**TRECHO DO TEXTO:**
========================================================================
David Graeber e David Wengrow. O despertar de tudo: uma nova história da humanidade. São Paulo: Cia das Letras, 2022, p. 169-170 (com adaptações).


Com base nas ideias veiculadas no texto CG1A1-I, julgue o item a seguir


O texto mostra evasivas utilizadas por europeus para legitimar a apropriação colonial de terras indígenas.

  • Certo
  • Errado

Gabarito comentado da Questão 1 - Tribunal de Justiça do Estado do Espírito Santo (TJ-ES) - Analista Judiciário - Oficial de Justiça Avaliador - CESPE (Cebraspe) (2023)

A questão aborda a interpretação de um texto sobre a apropriação de terras indígenas pelos europeus.

O objetivo é identificar se o texto demonstra a existência de justificativas, ou "evasivas", utilizadas pelos europeus para legitimar a ocupação colonial dessas terras.

A resposta correta é CERTA.
========================================================================
**DADOS DE ORIGEM:**
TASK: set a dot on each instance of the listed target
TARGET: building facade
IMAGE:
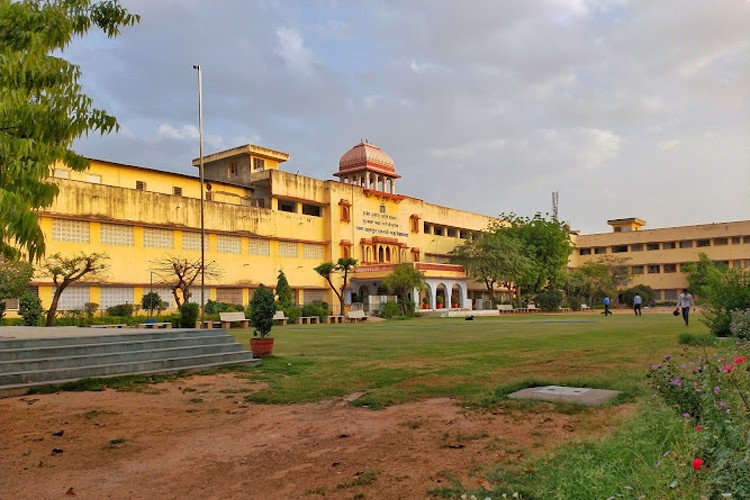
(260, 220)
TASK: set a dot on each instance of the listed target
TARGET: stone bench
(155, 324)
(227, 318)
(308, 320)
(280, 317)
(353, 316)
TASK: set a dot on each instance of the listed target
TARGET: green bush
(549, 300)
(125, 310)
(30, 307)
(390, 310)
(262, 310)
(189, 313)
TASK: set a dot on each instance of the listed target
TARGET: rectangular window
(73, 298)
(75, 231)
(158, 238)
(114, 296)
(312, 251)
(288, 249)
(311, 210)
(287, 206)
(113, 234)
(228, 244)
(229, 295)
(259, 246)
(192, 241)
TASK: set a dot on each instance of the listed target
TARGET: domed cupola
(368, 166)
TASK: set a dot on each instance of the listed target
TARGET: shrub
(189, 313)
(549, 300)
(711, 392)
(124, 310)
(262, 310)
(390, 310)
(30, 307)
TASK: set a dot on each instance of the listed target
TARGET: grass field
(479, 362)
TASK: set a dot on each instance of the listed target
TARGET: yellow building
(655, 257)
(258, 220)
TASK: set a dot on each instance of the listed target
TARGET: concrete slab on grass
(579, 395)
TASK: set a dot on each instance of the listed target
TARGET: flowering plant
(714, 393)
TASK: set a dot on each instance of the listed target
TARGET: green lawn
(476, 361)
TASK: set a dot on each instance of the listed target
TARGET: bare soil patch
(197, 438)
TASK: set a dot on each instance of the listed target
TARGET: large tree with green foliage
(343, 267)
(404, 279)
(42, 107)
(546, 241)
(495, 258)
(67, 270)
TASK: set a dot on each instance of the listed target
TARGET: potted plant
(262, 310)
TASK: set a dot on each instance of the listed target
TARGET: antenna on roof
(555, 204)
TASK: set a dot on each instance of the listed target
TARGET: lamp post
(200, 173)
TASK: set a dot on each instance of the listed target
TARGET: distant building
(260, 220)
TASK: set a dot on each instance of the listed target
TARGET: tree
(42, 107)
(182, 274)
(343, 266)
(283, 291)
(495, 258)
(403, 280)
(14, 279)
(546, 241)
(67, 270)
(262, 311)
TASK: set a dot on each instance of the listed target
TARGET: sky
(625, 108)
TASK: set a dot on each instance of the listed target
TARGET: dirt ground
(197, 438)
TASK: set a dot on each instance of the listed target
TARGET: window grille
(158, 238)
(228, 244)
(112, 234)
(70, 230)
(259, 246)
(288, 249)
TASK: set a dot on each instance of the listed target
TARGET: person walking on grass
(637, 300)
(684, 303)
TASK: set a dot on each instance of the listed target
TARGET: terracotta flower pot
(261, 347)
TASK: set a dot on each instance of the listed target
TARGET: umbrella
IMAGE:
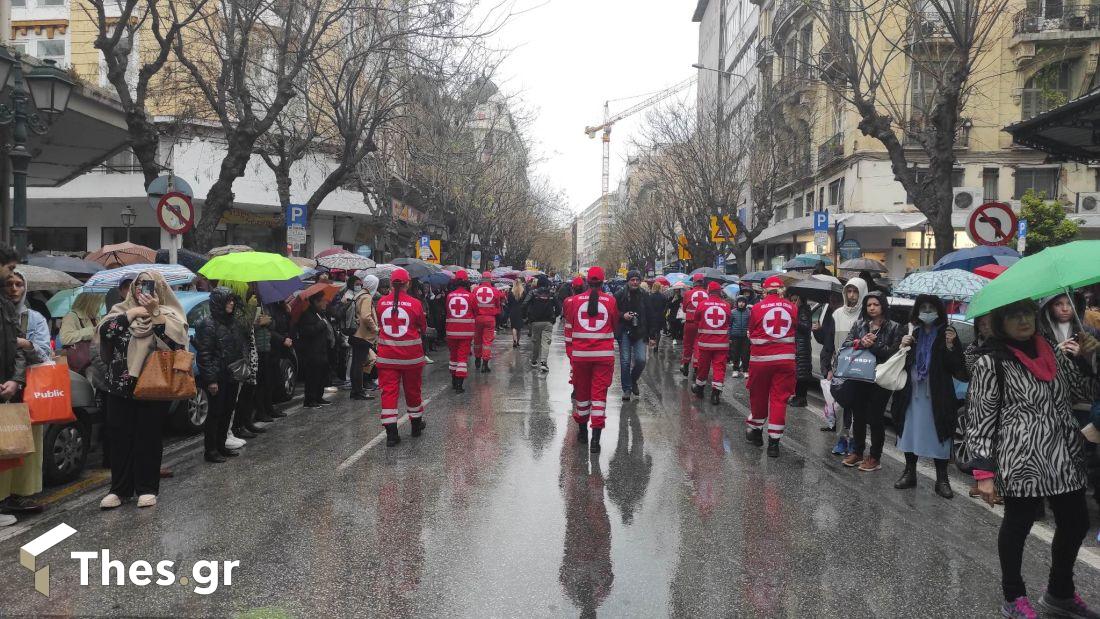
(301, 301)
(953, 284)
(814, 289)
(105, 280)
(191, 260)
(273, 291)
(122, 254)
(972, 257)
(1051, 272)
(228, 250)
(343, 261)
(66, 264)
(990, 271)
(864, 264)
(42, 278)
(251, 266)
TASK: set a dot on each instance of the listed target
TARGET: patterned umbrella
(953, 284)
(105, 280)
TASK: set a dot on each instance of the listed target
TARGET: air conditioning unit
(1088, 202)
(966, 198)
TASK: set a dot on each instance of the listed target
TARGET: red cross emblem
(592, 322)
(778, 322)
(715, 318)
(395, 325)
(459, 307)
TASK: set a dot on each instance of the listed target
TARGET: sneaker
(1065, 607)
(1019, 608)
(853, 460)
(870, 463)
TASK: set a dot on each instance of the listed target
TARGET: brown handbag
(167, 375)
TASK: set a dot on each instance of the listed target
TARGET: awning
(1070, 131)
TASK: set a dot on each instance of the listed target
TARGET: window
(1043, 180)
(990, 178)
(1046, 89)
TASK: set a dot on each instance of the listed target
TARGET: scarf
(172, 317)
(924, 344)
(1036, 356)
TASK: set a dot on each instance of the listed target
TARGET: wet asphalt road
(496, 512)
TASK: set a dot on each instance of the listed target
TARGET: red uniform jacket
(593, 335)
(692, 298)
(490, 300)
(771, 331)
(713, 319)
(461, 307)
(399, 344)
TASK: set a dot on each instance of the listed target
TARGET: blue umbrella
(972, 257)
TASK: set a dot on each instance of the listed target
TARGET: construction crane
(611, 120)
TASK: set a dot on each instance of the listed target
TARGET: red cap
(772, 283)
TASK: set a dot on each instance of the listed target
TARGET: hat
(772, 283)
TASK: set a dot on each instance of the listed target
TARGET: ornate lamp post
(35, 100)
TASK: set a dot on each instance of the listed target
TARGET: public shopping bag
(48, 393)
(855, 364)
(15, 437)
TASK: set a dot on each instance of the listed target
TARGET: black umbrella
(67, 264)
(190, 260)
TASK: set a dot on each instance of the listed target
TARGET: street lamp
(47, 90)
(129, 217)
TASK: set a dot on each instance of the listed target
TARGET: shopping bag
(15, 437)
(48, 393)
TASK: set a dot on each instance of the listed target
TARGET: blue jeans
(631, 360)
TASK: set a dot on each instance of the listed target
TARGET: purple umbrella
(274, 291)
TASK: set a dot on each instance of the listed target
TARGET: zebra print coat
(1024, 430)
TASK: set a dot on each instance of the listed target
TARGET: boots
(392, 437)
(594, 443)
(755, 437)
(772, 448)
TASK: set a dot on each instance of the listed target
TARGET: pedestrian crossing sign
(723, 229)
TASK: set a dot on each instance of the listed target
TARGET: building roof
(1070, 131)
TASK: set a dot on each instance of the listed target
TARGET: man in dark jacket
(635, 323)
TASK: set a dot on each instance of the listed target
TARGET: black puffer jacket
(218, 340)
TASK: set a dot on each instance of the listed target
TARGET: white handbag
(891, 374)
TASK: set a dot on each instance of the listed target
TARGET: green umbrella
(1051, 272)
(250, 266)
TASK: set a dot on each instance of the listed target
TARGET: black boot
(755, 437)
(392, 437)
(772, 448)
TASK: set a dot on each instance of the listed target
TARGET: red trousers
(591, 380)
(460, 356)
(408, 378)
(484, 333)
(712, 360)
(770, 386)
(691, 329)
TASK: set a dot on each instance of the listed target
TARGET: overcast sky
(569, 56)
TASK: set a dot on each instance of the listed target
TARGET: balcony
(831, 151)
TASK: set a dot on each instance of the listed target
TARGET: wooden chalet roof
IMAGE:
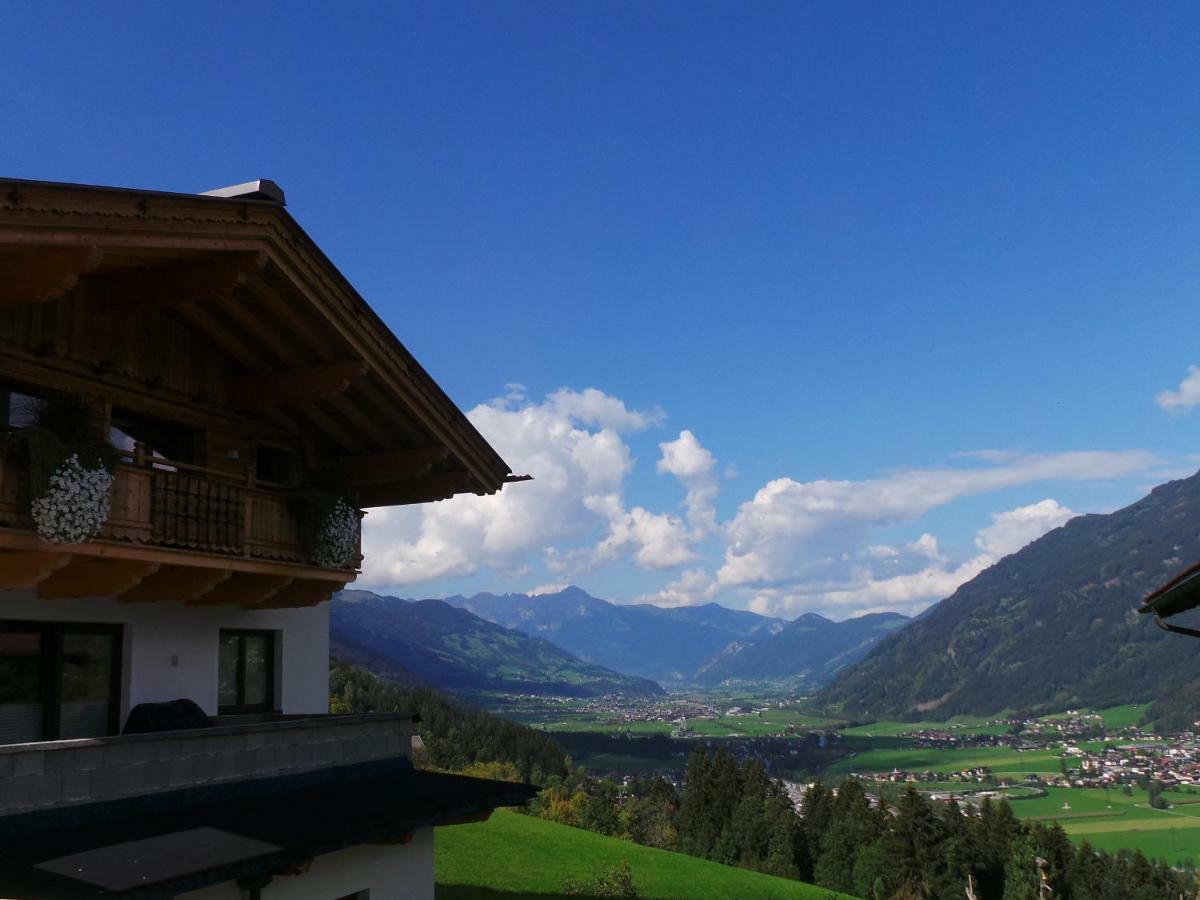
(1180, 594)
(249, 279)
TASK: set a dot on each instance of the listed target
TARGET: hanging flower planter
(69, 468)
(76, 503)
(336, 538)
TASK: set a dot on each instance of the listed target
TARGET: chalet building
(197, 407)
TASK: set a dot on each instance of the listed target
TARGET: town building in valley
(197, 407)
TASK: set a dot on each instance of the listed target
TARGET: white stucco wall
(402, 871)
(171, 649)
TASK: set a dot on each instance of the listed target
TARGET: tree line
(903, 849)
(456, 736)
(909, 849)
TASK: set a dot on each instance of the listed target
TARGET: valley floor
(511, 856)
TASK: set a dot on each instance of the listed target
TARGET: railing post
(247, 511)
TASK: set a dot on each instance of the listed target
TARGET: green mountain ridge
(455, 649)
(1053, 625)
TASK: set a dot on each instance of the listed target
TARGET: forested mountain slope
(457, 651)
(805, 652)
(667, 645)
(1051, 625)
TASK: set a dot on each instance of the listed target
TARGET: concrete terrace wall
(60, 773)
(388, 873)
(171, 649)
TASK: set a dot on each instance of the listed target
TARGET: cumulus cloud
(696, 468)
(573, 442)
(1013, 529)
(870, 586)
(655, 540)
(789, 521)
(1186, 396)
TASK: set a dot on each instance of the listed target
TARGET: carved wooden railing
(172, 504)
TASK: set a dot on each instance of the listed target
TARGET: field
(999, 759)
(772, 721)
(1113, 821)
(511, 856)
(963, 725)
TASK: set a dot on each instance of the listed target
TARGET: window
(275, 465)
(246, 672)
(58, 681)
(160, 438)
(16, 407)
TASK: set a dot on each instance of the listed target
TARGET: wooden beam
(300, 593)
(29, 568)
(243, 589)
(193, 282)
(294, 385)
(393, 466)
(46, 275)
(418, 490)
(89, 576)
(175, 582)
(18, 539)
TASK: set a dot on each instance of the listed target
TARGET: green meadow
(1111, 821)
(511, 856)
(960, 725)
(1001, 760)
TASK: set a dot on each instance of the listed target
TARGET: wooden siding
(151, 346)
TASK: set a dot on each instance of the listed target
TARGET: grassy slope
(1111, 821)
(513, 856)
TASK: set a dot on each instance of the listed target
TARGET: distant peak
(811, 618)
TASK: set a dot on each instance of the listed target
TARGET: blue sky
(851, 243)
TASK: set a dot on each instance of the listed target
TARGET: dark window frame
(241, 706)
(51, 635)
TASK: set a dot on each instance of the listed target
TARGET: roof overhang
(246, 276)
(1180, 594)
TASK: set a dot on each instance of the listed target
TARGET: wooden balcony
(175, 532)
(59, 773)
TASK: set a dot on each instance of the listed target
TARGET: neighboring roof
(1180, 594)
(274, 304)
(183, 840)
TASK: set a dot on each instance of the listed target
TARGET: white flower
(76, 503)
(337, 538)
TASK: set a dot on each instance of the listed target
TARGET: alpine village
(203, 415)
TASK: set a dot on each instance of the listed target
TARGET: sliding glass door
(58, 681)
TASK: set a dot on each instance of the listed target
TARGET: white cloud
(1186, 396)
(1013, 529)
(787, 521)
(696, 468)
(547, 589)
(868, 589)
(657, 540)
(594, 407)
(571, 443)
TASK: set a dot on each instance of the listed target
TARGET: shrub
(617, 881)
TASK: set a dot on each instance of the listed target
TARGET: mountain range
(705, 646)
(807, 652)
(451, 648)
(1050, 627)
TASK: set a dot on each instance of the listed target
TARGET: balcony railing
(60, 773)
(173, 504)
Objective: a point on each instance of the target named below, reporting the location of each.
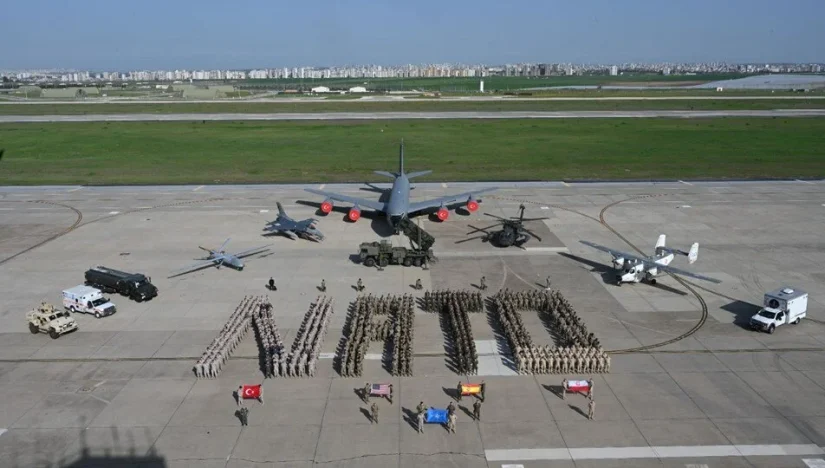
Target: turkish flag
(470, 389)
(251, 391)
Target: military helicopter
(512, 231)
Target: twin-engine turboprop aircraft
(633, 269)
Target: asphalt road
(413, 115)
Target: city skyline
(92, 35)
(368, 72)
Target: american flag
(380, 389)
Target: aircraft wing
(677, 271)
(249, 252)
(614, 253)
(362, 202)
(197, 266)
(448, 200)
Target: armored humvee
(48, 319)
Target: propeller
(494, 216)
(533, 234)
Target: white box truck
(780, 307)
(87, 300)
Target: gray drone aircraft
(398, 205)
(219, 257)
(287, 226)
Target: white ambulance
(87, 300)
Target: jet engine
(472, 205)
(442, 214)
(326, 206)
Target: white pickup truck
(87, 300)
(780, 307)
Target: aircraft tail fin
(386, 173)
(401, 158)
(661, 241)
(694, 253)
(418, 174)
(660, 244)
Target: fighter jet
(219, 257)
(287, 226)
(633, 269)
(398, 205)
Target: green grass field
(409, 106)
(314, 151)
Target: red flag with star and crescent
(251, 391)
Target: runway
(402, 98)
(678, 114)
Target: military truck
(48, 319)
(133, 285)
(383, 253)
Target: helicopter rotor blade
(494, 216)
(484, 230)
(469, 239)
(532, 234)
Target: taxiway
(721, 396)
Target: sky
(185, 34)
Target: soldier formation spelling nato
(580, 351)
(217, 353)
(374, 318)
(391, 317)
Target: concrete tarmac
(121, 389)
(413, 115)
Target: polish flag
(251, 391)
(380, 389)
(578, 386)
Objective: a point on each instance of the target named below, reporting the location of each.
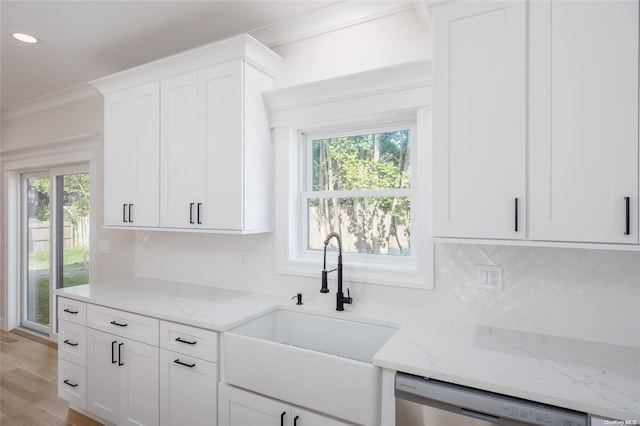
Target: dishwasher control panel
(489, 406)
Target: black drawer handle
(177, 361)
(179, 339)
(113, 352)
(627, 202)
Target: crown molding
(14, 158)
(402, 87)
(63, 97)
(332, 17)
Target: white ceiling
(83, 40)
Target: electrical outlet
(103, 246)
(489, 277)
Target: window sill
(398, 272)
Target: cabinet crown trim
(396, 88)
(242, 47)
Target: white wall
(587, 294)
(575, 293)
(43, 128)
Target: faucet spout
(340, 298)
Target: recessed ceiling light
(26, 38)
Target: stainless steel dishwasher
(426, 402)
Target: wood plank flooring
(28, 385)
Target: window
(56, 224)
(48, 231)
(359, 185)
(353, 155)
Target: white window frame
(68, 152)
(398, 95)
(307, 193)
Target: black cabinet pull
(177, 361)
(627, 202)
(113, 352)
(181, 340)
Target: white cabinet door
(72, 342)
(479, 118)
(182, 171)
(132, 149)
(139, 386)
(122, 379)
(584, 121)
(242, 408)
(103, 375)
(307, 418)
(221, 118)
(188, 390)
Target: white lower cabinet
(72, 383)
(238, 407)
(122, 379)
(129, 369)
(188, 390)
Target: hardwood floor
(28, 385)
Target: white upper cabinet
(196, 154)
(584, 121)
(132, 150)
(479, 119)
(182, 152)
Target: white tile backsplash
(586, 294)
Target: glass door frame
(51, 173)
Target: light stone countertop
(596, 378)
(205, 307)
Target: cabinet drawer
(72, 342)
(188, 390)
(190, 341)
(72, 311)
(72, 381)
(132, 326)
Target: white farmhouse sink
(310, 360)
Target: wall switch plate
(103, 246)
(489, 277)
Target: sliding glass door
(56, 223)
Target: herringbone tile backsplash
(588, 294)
========================================================================
**TAREFAS:**
a: Extraia dos dados de origem todas as linhas que contêm a string "jacket", diferenciando maiúsculas de minúsculas.
b: Prossiga com o texto sobre a questão de concurso do TJ-ES a partir do ponto em que ele termina.

**RESULTADOS DO EXERCÍCIO:**
a:
TARGET: red uniform jacket
TARGET: man in dark jacket
TARGET: black puffer jacket

b:
O texto, no primeiro parágrafo, apresenta explicitamente essa ideia:

“A apropriação colonial das terras indígenas muitas vezes se iniciava com alguma alegação genérica de que os povos forrageadores viviam em um estado de natureza — o que significava que eram considerados parte da terra, mas sem nenhum direito a sua propriedade. A base para o desalojamento, por sua vez, tinha como premissa a ideia de que os habitantes daquelas terras não trabalhavam."

Percebe-se que o texto indica que os europeus usavam argumentos (evasivas) para justificar a tomada das terras indígenas.

Essas justificativas envolviam a alegação de que os indígenas estavam em um "estado de natureza" e que não trabalhavam na terra.

Portanto, a afirmação de que o texto apresenta evasivas utilizadas pelos europeus para legitimar a apropriação colonial é correta.